— To do —
Show every line of the records below that contains the word "sitting".

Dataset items
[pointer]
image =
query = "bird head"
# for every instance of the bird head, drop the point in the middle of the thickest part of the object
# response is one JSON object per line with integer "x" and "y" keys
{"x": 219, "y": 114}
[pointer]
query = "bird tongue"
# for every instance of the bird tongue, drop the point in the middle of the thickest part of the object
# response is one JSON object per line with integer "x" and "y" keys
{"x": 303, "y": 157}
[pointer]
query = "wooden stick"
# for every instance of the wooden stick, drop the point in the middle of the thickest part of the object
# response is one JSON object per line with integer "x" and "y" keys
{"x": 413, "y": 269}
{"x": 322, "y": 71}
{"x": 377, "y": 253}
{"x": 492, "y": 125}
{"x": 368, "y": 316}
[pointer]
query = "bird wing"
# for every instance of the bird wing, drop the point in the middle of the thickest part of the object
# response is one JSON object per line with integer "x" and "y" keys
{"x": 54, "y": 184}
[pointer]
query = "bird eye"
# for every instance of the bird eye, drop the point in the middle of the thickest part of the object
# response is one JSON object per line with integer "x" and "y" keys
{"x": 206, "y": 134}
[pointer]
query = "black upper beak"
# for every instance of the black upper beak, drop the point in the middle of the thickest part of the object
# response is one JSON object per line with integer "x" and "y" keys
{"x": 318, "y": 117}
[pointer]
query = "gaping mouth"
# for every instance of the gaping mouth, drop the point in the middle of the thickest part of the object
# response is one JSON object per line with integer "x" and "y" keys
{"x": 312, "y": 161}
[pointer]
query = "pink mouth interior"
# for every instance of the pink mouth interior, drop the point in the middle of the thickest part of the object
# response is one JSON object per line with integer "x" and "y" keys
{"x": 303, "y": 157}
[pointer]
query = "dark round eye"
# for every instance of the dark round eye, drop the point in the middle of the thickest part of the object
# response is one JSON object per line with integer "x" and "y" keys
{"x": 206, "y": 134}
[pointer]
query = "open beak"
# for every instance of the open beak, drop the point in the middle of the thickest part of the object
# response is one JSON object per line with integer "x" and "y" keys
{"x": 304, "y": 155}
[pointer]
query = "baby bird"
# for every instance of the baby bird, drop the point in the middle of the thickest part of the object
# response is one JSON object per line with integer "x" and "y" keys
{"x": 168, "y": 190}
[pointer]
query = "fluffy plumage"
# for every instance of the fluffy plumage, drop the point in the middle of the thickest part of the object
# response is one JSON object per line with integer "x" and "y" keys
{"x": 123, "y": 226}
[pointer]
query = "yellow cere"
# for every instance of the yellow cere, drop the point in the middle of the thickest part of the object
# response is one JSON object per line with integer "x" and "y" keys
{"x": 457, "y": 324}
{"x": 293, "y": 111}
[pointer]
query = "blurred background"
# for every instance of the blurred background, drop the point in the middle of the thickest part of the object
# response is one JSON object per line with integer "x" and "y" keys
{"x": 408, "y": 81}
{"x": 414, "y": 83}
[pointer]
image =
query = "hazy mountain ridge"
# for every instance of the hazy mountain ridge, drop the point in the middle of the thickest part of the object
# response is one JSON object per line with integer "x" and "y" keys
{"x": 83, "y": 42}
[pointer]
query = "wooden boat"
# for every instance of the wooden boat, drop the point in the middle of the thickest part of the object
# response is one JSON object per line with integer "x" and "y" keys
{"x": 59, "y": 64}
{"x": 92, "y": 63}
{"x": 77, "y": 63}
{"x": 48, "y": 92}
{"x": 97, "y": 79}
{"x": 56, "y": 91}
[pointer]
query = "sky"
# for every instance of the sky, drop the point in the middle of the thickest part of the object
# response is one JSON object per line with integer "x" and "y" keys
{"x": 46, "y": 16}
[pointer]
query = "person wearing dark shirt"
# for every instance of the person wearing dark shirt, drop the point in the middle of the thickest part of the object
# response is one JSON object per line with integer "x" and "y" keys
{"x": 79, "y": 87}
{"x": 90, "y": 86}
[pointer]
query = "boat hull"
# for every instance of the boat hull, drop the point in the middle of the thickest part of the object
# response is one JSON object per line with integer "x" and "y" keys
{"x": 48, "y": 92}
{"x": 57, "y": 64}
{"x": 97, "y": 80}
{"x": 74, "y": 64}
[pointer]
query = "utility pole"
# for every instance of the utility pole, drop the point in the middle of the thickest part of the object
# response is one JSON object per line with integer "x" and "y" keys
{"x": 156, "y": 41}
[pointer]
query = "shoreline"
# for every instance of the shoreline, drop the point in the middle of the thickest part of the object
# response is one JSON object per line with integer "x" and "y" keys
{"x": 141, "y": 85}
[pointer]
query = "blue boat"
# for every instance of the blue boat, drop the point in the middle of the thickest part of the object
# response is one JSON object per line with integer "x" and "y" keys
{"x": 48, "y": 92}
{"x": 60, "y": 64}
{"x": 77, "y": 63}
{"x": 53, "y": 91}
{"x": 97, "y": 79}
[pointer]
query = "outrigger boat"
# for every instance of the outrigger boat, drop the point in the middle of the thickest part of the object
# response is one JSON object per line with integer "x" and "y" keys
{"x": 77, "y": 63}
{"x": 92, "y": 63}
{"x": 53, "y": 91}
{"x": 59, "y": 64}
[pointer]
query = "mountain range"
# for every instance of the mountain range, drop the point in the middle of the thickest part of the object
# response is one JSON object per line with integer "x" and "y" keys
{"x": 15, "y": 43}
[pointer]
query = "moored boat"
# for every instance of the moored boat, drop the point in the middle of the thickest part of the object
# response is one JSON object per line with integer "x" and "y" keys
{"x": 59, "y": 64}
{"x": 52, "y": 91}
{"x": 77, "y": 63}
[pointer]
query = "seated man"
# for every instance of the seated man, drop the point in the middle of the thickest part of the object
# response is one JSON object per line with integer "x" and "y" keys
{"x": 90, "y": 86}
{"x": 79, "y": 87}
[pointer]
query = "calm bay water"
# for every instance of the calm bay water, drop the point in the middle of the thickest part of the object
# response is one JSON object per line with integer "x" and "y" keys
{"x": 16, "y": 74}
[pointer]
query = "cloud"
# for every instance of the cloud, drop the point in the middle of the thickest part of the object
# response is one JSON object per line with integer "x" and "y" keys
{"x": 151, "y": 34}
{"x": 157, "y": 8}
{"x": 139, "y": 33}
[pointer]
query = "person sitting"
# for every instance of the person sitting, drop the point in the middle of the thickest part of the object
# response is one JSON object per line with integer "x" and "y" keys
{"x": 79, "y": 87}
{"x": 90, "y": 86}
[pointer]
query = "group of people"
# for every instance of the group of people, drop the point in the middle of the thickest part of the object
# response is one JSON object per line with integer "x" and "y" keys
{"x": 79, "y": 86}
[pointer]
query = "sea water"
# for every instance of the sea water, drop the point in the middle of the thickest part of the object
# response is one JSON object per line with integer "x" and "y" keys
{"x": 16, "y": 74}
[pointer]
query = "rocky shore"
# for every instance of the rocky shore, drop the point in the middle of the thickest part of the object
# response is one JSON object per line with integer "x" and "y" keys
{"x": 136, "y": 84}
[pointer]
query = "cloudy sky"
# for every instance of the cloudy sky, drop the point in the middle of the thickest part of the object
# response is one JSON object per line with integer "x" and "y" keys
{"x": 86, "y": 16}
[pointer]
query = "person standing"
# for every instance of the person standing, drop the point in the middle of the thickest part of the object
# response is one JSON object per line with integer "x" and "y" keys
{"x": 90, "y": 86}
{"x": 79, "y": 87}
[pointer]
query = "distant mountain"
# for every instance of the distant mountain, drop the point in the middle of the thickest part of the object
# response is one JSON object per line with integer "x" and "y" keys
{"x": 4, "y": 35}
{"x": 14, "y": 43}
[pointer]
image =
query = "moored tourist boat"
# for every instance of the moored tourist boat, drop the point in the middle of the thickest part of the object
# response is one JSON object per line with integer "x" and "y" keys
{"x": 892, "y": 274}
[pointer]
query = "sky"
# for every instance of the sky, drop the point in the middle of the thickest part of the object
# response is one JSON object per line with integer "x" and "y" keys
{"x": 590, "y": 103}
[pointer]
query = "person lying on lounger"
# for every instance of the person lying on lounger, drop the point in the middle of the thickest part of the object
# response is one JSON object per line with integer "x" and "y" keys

— Problem solution —
query = "person sitting"
# for every instance of the person sitting, drop the point in the middle of the thickest part of the object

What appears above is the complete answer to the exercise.